_Challenge:_
Rescale the portion of the listing starting at the line containing "Mark the utility" and ending at the line containing "106,245,158,269", reproducing every line in that span, requests included. Multiply each bounding-box coordinate in the answers by 0.3 and round to whole numbers, with halves rounded up, while leaving the requests and their sample boxes unchanged.

_Entries shown:_

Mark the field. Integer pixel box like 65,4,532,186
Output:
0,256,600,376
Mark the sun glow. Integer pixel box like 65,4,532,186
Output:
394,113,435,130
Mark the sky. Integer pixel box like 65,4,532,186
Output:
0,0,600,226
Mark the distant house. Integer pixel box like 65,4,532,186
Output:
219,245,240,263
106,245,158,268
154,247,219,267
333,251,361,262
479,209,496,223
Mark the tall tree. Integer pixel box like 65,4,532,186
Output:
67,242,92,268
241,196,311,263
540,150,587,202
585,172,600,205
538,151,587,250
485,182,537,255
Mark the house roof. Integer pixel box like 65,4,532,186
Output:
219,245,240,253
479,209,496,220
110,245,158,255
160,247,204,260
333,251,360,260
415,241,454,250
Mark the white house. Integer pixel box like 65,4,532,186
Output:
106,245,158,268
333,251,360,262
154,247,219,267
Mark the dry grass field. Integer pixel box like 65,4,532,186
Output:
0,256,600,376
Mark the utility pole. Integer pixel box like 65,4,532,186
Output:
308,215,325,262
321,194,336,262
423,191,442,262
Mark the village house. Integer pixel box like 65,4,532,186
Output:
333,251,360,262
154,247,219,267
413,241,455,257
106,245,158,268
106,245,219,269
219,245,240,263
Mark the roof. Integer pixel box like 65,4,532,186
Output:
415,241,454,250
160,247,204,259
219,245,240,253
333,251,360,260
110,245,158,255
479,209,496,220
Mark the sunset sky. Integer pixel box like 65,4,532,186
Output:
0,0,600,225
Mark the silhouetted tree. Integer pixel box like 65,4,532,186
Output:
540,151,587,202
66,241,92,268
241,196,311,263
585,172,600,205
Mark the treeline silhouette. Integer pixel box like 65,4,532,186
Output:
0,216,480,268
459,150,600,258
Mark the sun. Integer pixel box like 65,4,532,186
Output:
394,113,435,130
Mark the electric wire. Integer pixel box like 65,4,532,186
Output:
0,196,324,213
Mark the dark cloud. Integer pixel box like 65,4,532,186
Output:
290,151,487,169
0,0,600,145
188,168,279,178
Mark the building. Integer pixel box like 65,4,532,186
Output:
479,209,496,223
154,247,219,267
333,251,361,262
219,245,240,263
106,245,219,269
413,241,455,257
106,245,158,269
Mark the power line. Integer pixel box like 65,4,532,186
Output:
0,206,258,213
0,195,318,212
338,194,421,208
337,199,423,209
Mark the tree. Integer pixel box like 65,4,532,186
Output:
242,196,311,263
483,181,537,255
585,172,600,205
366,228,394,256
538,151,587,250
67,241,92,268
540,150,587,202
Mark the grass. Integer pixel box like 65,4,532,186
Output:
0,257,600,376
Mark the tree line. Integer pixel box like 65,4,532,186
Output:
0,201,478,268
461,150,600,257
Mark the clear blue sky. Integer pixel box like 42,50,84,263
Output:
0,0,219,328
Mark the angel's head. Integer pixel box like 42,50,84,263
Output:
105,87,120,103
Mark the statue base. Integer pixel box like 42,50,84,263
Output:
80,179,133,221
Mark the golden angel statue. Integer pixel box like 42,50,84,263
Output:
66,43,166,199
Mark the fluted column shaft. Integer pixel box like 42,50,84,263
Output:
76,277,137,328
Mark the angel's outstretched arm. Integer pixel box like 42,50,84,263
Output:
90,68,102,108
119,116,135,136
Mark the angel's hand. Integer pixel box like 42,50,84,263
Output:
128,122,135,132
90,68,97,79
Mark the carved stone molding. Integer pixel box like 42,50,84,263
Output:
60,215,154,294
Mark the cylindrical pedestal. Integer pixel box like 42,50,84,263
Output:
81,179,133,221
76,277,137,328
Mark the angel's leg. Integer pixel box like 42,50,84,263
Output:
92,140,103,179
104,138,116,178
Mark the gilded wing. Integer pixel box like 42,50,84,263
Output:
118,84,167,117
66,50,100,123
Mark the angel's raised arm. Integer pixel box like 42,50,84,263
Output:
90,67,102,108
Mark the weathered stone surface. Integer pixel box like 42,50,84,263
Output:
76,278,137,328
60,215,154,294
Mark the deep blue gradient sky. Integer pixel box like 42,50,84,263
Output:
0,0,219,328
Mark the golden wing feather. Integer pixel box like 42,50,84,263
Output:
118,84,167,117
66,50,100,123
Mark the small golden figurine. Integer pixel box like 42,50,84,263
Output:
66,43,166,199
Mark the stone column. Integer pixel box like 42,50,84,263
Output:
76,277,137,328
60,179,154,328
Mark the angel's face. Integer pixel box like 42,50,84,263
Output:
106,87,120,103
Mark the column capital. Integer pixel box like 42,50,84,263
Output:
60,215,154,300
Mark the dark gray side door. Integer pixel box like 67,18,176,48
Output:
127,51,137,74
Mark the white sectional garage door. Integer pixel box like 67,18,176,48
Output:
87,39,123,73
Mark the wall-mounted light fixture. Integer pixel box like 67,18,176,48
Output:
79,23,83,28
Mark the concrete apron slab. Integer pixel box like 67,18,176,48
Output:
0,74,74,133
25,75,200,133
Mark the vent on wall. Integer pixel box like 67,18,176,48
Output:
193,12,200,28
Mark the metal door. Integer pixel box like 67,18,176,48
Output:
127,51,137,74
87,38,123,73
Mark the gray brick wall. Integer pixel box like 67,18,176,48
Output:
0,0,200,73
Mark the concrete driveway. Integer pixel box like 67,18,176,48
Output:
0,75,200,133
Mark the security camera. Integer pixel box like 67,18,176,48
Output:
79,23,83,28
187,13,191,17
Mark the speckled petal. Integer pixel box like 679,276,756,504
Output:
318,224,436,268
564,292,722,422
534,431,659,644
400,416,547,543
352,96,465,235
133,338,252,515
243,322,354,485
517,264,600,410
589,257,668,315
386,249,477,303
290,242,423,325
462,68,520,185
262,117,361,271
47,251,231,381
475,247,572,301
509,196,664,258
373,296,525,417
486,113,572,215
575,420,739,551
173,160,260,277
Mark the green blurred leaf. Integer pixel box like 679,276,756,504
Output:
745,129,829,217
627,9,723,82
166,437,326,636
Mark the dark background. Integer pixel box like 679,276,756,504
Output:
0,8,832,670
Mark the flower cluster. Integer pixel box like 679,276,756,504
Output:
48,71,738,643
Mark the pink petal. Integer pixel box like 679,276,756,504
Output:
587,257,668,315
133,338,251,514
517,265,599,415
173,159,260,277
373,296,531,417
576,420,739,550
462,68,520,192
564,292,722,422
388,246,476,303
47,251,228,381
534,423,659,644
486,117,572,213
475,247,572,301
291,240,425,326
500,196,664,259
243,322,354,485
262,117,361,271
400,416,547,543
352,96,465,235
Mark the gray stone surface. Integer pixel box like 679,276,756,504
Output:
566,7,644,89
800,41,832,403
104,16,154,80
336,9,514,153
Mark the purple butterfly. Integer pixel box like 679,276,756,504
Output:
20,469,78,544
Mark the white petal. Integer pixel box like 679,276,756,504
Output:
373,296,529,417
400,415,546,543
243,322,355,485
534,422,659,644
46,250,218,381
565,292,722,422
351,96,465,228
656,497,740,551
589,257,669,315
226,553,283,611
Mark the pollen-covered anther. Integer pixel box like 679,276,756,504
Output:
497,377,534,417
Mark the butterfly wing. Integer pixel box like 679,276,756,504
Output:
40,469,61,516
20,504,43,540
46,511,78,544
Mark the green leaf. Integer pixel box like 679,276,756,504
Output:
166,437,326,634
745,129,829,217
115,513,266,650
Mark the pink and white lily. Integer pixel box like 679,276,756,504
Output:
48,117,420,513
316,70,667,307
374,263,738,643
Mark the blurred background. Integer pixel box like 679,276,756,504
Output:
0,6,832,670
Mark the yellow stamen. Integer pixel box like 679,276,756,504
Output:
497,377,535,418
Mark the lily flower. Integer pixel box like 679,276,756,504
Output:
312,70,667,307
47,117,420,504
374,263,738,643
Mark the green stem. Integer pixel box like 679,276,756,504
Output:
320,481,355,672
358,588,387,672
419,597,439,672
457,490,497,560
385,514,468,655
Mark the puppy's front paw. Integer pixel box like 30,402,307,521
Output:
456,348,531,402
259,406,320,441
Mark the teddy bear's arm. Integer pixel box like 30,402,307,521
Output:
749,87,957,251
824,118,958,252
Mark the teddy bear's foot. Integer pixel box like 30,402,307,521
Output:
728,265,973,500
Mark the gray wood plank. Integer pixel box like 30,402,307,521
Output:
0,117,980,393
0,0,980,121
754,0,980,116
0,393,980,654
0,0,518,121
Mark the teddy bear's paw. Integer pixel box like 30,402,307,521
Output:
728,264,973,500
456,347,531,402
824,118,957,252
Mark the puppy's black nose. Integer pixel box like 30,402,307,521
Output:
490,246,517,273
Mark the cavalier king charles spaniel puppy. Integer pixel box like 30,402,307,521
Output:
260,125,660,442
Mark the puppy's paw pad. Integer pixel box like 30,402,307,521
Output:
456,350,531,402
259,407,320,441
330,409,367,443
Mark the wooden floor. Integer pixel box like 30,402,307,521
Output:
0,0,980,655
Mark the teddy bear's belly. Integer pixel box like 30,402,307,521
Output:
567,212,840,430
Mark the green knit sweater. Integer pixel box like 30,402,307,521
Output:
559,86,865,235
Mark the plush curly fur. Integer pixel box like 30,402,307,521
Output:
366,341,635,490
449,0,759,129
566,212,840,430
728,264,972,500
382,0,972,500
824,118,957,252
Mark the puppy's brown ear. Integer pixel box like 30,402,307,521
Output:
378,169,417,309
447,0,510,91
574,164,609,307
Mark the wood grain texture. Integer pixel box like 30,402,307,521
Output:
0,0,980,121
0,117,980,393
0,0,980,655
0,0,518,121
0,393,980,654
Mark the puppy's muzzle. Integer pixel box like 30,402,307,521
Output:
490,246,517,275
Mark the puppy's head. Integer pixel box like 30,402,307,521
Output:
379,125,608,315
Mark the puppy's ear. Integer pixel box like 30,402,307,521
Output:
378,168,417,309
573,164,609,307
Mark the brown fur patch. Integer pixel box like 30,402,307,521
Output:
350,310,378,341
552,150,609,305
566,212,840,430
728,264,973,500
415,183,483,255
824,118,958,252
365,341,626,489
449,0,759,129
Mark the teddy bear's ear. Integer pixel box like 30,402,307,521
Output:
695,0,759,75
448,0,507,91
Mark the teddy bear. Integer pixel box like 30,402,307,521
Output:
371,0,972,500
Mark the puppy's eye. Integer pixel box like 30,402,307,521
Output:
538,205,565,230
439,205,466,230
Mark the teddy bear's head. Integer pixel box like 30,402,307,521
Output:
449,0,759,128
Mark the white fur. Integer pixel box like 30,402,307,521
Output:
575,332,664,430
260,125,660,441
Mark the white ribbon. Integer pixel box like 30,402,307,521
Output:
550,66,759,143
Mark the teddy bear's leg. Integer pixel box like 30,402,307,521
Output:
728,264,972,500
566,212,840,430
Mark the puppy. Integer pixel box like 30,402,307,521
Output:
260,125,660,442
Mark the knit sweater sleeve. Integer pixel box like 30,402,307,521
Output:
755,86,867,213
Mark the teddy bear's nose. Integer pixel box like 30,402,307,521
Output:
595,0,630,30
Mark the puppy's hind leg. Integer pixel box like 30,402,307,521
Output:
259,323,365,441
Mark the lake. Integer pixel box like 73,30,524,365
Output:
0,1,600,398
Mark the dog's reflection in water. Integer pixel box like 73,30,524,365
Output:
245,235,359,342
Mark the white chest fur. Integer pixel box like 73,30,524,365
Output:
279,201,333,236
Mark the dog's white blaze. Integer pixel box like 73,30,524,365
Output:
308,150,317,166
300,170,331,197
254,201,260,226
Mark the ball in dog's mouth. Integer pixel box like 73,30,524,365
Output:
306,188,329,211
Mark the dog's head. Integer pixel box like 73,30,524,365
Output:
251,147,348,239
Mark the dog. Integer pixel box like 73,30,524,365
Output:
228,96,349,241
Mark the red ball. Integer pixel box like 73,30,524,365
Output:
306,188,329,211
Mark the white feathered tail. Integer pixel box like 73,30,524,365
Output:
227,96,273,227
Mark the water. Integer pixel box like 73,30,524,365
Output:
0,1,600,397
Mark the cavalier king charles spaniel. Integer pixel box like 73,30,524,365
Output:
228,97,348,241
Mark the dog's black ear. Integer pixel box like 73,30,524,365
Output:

_Problem solution:_
Mark the utility pole. Integer pixel box like 65,4,532,186
Output:
92,65,98,79
96,58,101,79
127,57,133,79
Mark the village house. Integer pixel box like 65,4,532,186
Output:
100,75,108,79
46,74,66,80
124,72,137,77
32,74,47,80
32,74,66,81
66,74,72,79
Mark the roof. Integer pixel box like 65,4,532,186
Output:
125,72,136,75
48,74,61,78
66,74,72,76
100,75,108,78
33,74,47,77
144,63,149,66
Mark the sunset sky. Integer pixel box like 65,4,532,186
Output:
0,0,180,68
Mark the silhouetted tree. Integer pixel box like 65,4,532,186
Output:
162,45,176,61
20,72,28,80
72,59,93,79
176,52,180,62
Mark the treeline silhouette. Integer pixel box like 65,4,532,186
Output:
0,65,144,80
138,45,180,77
Mark the sun. Integer pixel box like 65,4,532,186
Output:
118,34,131,39
Mark the electric wire. Integer pixel box like 65,4,532,186
Output:
0,59,97,64
Mark the dark cloud. Integer pixel box like 65,4,532,186
Output:
87,45,146,51
0,0,180,44
56,50,84,53
Mark the building. Integer pixel box like 65,4,532,186
Output:
144,63,149,67
46,74,66,80
100,75,108,79
66,74,72,79
32,74,66,81
124,72,137,77
32,74,47,81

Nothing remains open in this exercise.